## INFORMATION SUPPLIED:
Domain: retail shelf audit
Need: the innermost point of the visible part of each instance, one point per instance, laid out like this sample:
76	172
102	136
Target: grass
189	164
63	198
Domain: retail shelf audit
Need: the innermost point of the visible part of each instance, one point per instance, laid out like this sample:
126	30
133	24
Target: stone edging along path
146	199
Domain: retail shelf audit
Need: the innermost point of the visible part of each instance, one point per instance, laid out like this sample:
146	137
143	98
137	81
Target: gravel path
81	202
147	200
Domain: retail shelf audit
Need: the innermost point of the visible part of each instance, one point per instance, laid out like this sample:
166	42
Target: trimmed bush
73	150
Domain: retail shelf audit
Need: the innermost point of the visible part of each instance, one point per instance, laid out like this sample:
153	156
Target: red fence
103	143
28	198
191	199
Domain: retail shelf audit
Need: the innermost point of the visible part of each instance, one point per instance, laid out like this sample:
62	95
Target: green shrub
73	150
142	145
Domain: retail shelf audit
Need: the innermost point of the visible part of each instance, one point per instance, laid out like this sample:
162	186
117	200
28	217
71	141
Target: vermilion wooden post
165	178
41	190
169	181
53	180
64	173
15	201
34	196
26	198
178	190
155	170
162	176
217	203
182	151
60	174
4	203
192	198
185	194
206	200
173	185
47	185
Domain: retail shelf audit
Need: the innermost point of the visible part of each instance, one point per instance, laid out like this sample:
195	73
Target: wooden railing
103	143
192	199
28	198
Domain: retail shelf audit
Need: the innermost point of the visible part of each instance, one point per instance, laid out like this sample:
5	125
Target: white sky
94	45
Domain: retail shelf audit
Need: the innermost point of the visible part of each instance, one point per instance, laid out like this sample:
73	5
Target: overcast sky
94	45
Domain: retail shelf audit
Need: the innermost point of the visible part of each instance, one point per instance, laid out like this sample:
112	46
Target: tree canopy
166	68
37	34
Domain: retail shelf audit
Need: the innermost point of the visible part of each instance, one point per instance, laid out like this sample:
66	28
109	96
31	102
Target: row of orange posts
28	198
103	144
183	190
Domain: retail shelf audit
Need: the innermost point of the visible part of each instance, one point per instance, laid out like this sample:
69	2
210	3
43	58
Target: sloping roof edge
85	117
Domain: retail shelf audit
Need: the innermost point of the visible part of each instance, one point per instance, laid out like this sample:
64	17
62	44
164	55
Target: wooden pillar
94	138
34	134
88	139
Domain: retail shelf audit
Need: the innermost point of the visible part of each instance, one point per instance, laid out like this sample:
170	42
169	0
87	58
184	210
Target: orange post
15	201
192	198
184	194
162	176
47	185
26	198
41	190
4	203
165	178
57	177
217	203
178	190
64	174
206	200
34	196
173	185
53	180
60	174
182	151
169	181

## PROBLEM TO WORK ON:
Retype all of the material above with every character intact.

## OUTPUT OF THE TASK:
Domain: retail shelf audit
Need: the innermost point of the visible part of each instance, one point per instance, laid out like this sample:
76	172
102	136
Target: grass
189	164
63	198
Domain: retail shelf audit
Need: the innermost point of the visible part of each instance, one point per instance, laid out like this sample:
126	30
133	24
Target: stone edging along path
146	199
Domain: retail shelf audit
Need: the innermost point of the visible part of each instance, one point per instance, laid out like this sample:
146	137
143	98
137	81
Target: gravel path
81	202
147	200
Domain: retail shelf audit
Need: the innermost point of the visible part of each instance, one point per instance, laid out like this sample:
166	42
Target: trimmed bush
73	150
Domain: retail shelf audit
Need: the innermost point of the visible part of each instance, one point per instance, laid out like this sample:
153	156
Target: red fence
103	143
28	198
191	199
Domain: retail shelf audit
Need: the innermost point of the visible part of each instance, one point per instance, laid out like this sample:
62	95
Target: green shrub
73	150
142	145
Domain: retail shelf audit
Need: the innermost point of the visible part of each instance, one point per instance, laid out like this sample:
162	186
117	200
28	217
71	141
Target: vermilion wooden post
165	178
41	190
169	181
53	180
64	173
15	201
34	196
26	198
178	190
155	170
162	176
217	203
182	151
60	174
4	203
192	198
185	194
206	200
173	185
47	185
Domain: retail shelf audit
Need: the innermost point of the visible part of each instance, one point per instance, laid out like this sample:
195	73
Target: wooden railing
103	143
192	199
28	198
Domain: retail shelf audit
Need: the innermost point of the visible part of each instance, one point per instance, laid out like this sample:
5	125
Target: white sky
94	45
Domain: retail shelf audit
Need: the innermost point of the visible part of each instance, one point per instance, laid out like this sample:
73	5
Target: overcast sky
94	45
Domain: retail shelf audit
Need: the innermost point of the visible part of each instance, one point per instance, laid out like this sample:
112	46
Target: tree canopy
166	68
37	34
Domain: retail shelf audit
Need: the innermost point of the visible part of each instance, one point per instance, laid out like this sample:
66	28
109	96
31	102
Target: row of orange posts
28	198
103	144
183	190
Domain: retail shelf audit
Need: the innermost point of the visible part of each instance, one point per instance, laid out like this sample:
69	2
210	3
43	58
Target: sloping roof edge
85	117
Domain: retail shelf audit
Need: the innermost point of the visible part of each instance, one point per instance, laid out like this sample:
64	17
62	44
164	55
Target: wooden pillar
94	138
34	134
88	139
Domain: retail shelf audit
Need: the innermost point of the visible part of each instance, one point per instance, laid out like this sample:
170	42
169	0
87	58
184	210
Target: orange post
15	201
192	198
184	194
162	176
47	185
26	198
41	190
4	203
165	178
57	177
217	203
178	190
64	174
206	200
34	196
173	185
53	180
60	174
182	151
169	181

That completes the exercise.